Task directions: This exercise calls for the records to be returned exactly, with images removed.

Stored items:

..............................

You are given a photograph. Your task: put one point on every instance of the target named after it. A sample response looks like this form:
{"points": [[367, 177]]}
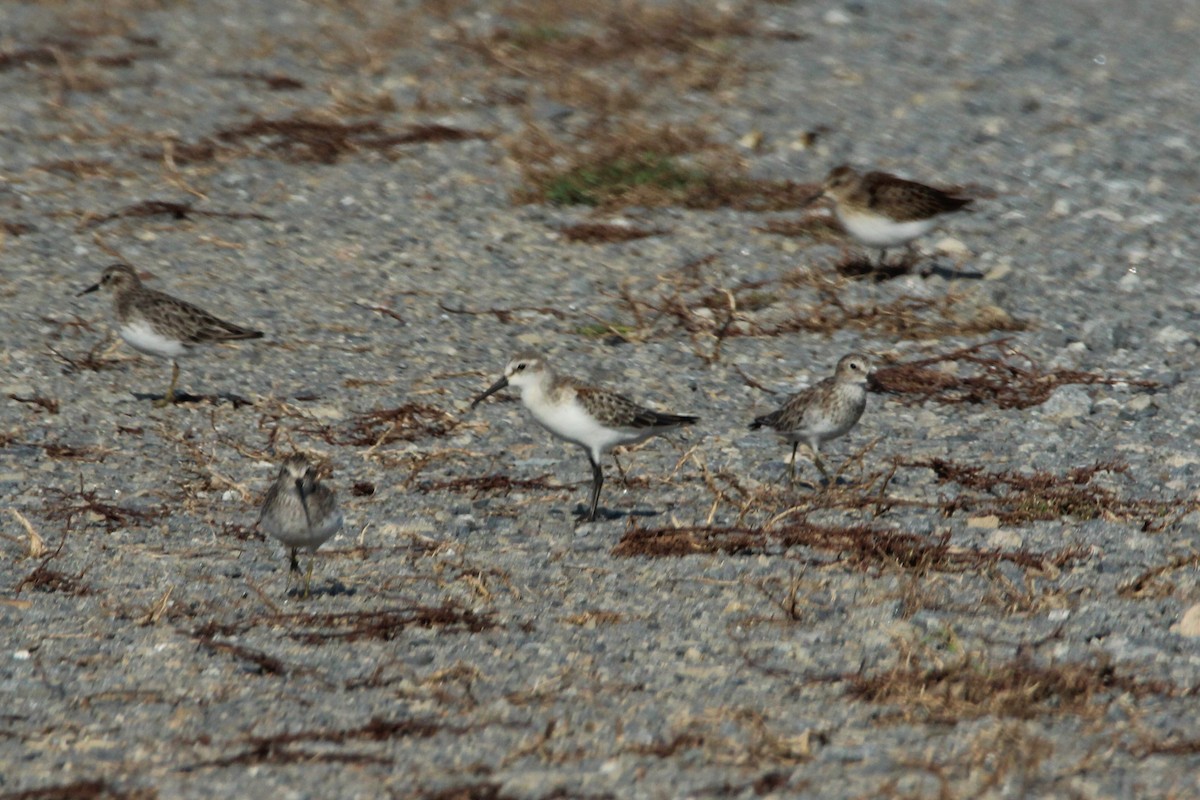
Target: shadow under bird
{"points": [[157, 324], [880, 210], [822, 411], [594, 419], [300, 512]]}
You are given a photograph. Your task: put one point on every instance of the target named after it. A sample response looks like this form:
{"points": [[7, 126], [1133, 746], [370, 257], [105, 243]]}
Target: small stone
{"points": [[1005, 539], [1173, 335], [953, 247], [1067, 403], [1189, 624]]}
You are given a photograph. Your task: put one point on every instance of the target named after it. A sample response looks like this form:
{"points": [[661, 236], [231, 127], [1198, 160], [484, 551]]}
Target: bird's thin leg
{"points": [[621, 470], [816, 459], [169, 397], [597, 482], [307, 577]]}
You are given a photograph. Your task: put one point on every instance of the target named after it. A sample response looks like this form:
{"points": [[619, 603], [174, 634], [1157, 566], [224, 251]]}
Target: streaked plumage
{"points": [[594, 419], [822, 411], [161, 325], [881, 210], [300, 511]]}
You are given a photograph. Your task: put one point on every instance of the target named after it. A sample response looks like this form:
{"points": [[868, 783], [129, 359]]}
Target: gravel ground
{"points": [[960, 615]]}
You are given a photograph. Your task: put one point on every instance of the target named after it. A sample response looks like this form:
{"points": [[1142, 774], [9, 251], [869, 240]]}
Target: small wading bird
{"points": [[300, 512], [161, 325], [880, 210], [594, 419], [822, 411]]}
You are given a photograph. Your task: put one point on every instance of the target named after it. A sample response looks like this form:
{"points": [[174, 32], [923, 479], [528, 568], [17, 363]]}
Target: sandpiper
{"points": [[300, 512], [157, 324], [594, 419], [880, 210], [822, 411]]}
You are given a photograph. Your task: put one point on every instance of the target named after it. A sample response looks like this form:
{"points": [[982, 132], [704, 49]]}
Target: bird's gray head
{"points": [[298, 470], [840, 180], [523, 370], [115, 278], [853, 368]]}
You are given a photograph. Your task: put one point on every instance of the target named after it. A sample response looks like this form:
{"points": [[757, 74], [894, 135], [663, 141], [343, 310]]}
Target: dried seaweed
{"points": [[861, 546], [1007, 379], [485, 485], [1019, 689], [174, 210]]}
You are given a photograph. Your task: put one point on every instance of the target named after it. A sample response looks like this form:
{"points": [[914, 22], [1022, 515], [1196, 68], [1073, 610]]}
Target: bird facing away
{"points": [[300, 512], [822, 411], [880, 210], [157, 324], [594, 419]]}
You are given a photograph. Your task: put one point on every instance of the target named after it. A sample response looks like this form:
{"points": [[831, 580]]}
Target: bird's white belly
{"points": [[144, 338], [571, 422], [876, 230], [303, 536]]}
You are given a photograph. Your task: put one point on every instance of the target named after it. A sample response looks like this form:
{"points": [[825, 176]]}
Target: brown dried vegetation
{"points": [[922, 690], [859, 546], [1003, 376], [1019, 498], [597, 233], [312, 138]]}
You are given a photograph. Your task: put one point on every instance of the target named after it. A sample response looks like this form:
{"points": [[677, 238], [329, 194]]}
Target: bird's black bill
{"points": [[491, 390]]}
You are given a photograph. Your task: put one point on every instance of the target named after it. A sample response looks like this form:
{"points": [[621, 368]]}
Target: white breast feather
{"points": [[880, 232], [144, 338]]}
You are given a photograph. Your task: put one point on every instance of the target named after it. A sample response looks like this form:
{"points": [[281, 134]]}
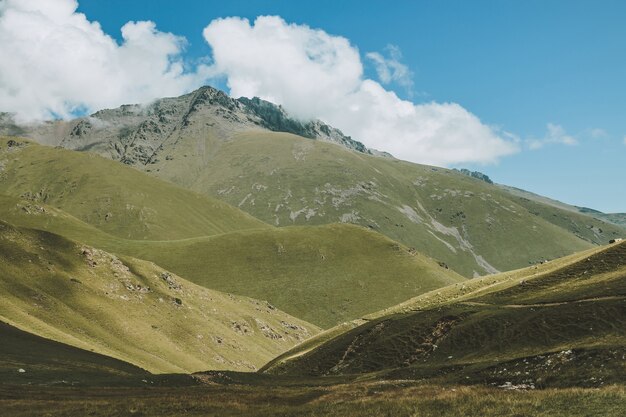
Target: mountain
{"points": [[531, 199], [133, 310], [556, 324], [232, 150], [27, 358], [110, 196], [325, 274]]}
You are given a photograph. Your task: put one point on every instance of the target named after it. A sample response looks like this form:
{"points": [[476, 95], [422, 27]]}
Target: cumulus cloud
{"points": [[391, 69], [54, 61], [597, 133], [555, 134], [317, 75]]}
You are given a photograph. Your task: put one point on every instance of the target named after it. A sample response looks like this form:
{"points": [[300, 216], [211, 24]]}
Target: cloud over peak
{"points": [[317, 75], [55, 62]]}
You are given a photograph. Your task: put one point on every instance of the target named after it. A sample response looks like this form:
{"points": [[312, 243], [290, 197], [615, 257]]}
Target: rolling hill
{"points": [[312, 175], [133, 310], [110, 196], [30, 359], [323, 274], [557, 324]]}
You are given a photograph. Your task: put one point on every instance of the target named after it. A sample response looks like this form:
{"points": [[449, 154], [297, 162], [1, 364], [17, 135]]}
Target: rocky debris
{"points": [[32, 209], [89, 256], [267, 331], [275, 118], [241, 328], [172, 284], [510, 386]]}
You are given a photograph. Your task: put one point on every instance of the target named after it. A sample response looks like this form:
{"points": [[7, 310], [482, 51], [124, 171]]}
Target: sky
{"points": [[532, 93]]}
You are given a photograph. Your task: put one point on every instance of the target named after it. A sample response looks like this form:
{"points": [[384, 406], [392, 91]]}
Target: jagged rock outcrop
{"points": [[139, 134]]}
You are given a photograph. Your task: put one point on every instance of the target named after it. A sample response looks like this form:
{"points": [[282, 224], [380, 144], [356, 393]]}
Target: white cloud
{"points": [[54, 61], [555, 134], [597, 133], [317, 75], [391, 69]]}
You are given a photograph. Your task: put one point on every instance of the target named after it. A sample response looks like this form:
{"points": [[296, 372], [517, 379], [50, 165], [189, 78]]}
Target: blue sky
{"points": [[517, 65]]}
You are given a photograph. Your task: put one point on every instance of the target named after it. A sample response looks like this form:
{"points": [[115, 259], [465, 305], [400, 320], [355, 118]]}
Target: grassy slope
{"points": [[123, 308], [115, 198], [324, 275], [541, 205], [47, 361], [561, 323], [285, 180]]}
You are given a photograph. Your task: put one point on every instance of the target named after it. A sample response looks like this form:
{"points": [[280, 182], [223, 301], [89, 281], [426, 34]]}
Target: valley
{"points": [[204, 255]]}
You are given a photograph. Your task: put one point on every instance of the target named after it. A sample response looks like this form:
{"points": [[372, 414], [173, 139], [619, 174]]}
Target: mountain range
{"points": [[209, 244]]}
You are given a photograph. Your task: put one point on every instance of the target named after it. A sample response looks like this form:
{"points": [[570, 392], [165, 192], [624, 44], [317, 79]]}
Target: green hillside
{"points": [[324, 274], [474, 227], [30, 359], [133, 310], [558, 324], [111, 196], [231, 149]]}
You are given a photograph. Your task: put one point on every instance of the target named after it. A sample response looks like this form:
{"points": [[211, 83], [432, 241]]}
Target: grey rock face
{"points": [[141, 134]]}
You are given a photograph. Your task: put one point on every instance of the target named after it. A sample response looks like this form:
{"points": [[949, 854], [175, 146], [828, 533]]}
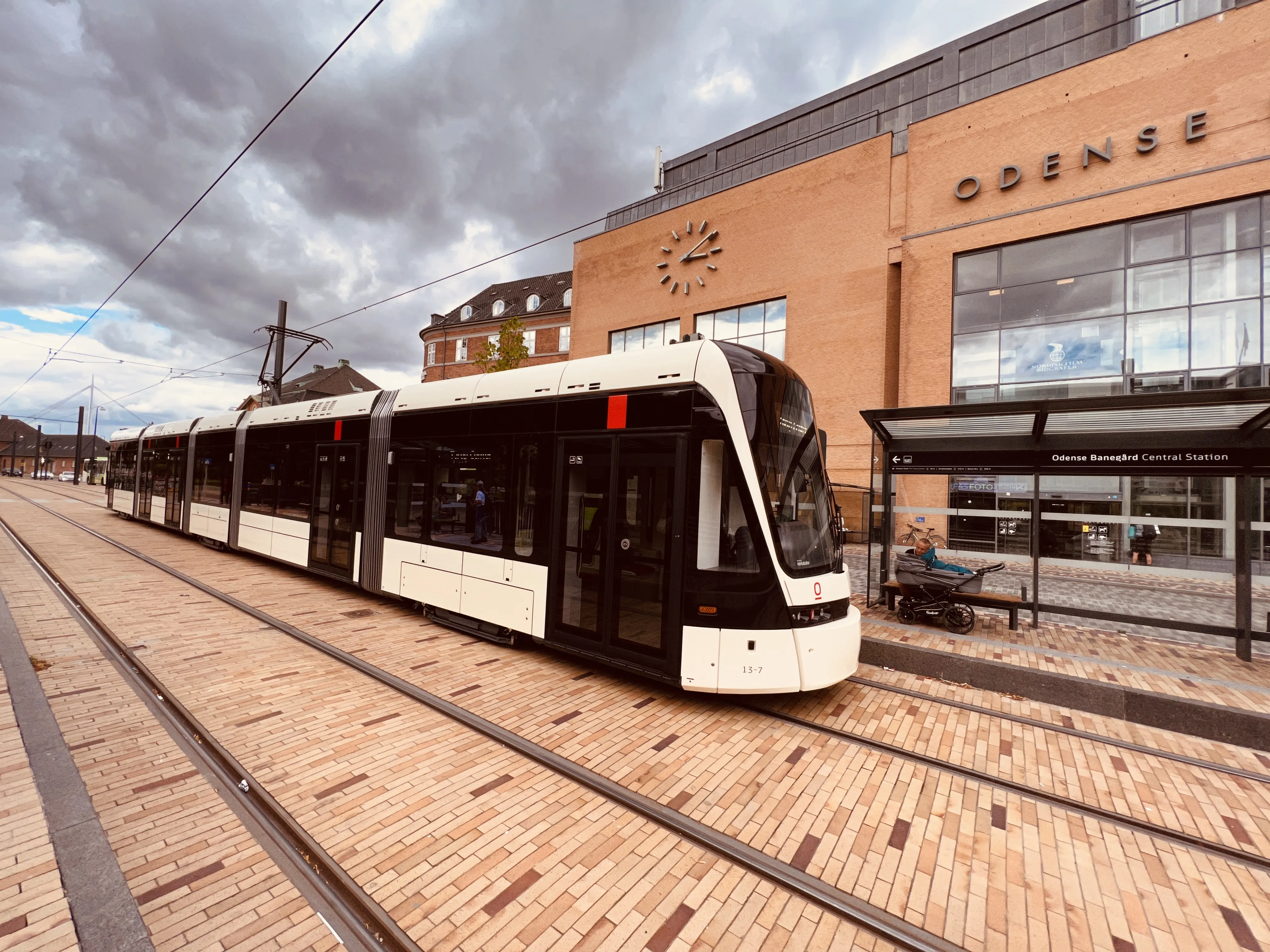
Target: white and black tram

..............................

Written response:
You are given a photograph. Your task: put one point on every instance of the target named after it. A sample response looks like this form:
{"points": [[367, 177]]}
Target: shadow under bird
{"points": [[157, 324], [880, 210], [822, 411], [594, 419], [300, 512]]}
You are given a photograph. Your task: put one point on every instance of the target named after it. A sample response looks like this form:
{"points": [[7, 126], [1133, 746], [370, 257], [105, 243]]}
Target: small stone
{"points": [[1005, 539], [1173, 335], [953, 247], [1067, 403], [1189, 624]]}
You are given a photograph. Your task: put one point on every instance of the target named after it. A sample response looks like this form:
{"points": [[661, 236], [231, 127], [1198, 160], [484, 551]]}
Target: bird's thin leg
{"points": [[621, 470], [816, 459], [169, 397], [597, 482], [307, 577]]}
You are given a photograph. Your task: put one point on every instance of the target named after it. A sample response looks like this form:
{"points": [[619, 603], [174, 634], [1157, 566], [224, 251]]}
Target: streaked plumage
{"points": [[594, 419], [822, 411], [161, 325], [881, 210], [300, 511]]}
You are given a photograph. Your task: put one point on every instance of the target named after it. A sample response looks like this form:
{"points": [[868, 783], [129, 359]]}
Target: gravel ground
{"points": [[960, 615]]}
You are given a photograph. Your task: put one point on every instance of the target named after it. A sample response looks like this form:
{"points": [[1142, 774], [9, 251], [869, 240]]}
Target: small wading bird
{"points": [[300, 512], [161, 325], [880, 210], [594, 419], [822, 411]]}
You are given a photograph. Your task: put one point on every instance of the target named after it. A sample response looks like this form:
{"points": [[174, 32], [923, 479], [528, 568], [17, 363]]}
Target: sandpiper
{"points": [[300, 512], [157, 324], [594, 419], [880, 210], [822, 411]]}
You are given a photograph. Your task: put one point on every instance of the target named after it. A sample response looks like this form:
{"points": [[982, 132], [704, 49]]}
Target: bird's gray head
{"points": [[298, 470], [840, 180], [523, 370], [115, 278], [853, 368]]}
You are given a photograph. Your task: put one point on every instance of the target named after it. A sample response looks like this form:
{"points": [[757, 74], [894, 135], [663, 141], [343, 310]]}
Target: dried seaweed
{"points": [[861, 546], [1007, 379], [485, 485], [1019, 689], [174, 210]]}
You are given a photograph. Your task: put one point on every instance of the target named after it. A sample response looks like this form:
{"points": [[914, 22], [1022, 515], [1196, 68], [1073, 610]]}
Target: bird facing away
{"points": [[300, 512], [822, 411], [880, 210], [157, 324], [594, 419]]}
You are given a photograph. Your task: put one point on every instance of the target named after it. A sample response looks like this form:
{"points": [[831, 580]]}
Target: bird's white belly
{"points": [[144, 338], [571, 422], [876, 230], [303, 536]]}
You are given a photograph. Your task: put one point on every instance of the target named after it. A sample response looks like this form:
{"points": [[825, 176]]}
Target: brown dried vegetation
{"points": [[922, 690], [859, 546], [1003, 376], [1019, 498], [597, 233], [312, 138]]}
You are given a photograph. Your task: put one point on every instance of the target named after it. A sample response looks like this form:
{"points": [[677, 238], [329, 194]]}
Target: bird's black bill
{"points": [[491, 390]]}
You are given a photograph. Your task: put one point on every instance of the target named after it. A sample response looks like this form:
{"points": [[621, 368]]}
Target: white breast feather
{"points": [[880, 232], [144, 338]]}
You are given a photograph. Your task: put one point on every instance of the target named after it. A sample response looks like this form:
{"points": [[281, 134]]}
Target: mountain
{"points": [[531, 199], [133, 310], [556, 324], [232, 150], [27, 358], [110, 196], [325, 274]]}
You are given a photograph. Your task: put one point on every instance of the target named after it. A sample response looks like this form:
{"points": [[476, 95], [422, 27]]}
Target: cumulus cloud
{"points": [[391, 69], [54, 61], [597, 133], [555, 134], [317, 75]]}
You are given a photograph. Your task: put one point on every instance of the target named after it. A sample response looks like this form:
{"points": [[300, 216], [211, 24]]}
Target: cloud over peak
{"points": [[317, 75], [55, 62]]}
You are given a photograph. Your task: put one point on every instance of the target named after it. A sample response looks like this form:
{"points": [[312, 243], [290, 197], [615, 257]]}
Target: rolling hill
{"points": [[312, 175], [133, 310], [110, 196], [30, 359], [323, 274], [557, 324]]}
You are given a photograph. Your task: put one point on every instance of the target named after it. A sample response looks like this form:
{"points": [[449, 154], [297, 162], [1, 364], [17, 135]]}
Target: rocky debris
{"points": [[32, 209], [89, 256], [267, 331], [275, 118], [241, 328], [172, 284], [510, 386]]}
You are given a photograph. Your task: put one point on every instance of the target named after it. A sample response looks like this form:
{"points": [[7, 310], [482, 51], [124, 171]]}
Target: sky
{"points": [[532, 93]]}
You are given a photograph. Your task: put one point on every instance of the target named after it. A sample response looks like this form:
{"points": [[384, 406], [392, 91]]}
Target: jagged rock outcrop
{"points": [[139, 134]]}
You are given a photograph. Your task: put one point on every instance of the target named after it. A sample response looks like this form:
{"points": [[282, 224], [380, 144], [356, 393]]}
Target: white cloud
{"points": [[54, 61], [555, 134], [597, 133], [317, 75], [391, 69]]}
You are given a photograph. Your task: put one point on every instance of the target named after it. A sample response looks like this form:
{"points": [[296, 372], [517, 379], [50, 165], [189, 78]]}
Target: blue sky
{"points": [[517, 65]]}
You are given a photograph. Your task: put one point on every instance of the target named after it. A sample response looks like this form:
{"points": [[115, 259], [465, 305], [400, 320], [355, 118]]}
Target: grassy slope
{"points": [[123, 308], [115, 198], [324, 275], [541, 205], [47, 361], [561, 323], [285, 180]]}
You are given a photograph. Your task: put one point on every instance of the target named after it. A sample response looks like this form:
{"points": [[280, 182], [223, 301], [89, 281], [426, 34]]}
Target: valley
{"points": [[204, 255]]}
You are given a photograph. Your task: put one point on every instance of the target named after it. A sample response looks like this form:
{"points": [[372, 414], [173, 139], [619, 174]]}
Target: mountain range
{"points": [[209, 244]]}
You are given a photograph. Your task: put one point on every instance of the target named after it. A sample response looks like this form:
{"points": [[570, 392], [165, 192], [624, 44], [317, 79]]}
Target: green hillside
{"points": [[324, 274], [474, 227], [30, 359], [133, 310], [558, 324], [111, 196], [231, 149]]}
You are given a photograph. Your task: put one point on every instance of the target named after it. A sample response looks like this form:
{"points": [[211, 83], [432, 241]]}
Target: grey rock face
{"points": [[141, 134]]}
You are given a photograph. Your task: put one point on every instance of the target named after it. A sample response looks like this form:
{"points": [[949, 854], [175, 146], [828, 533]]}
Target: white and black tram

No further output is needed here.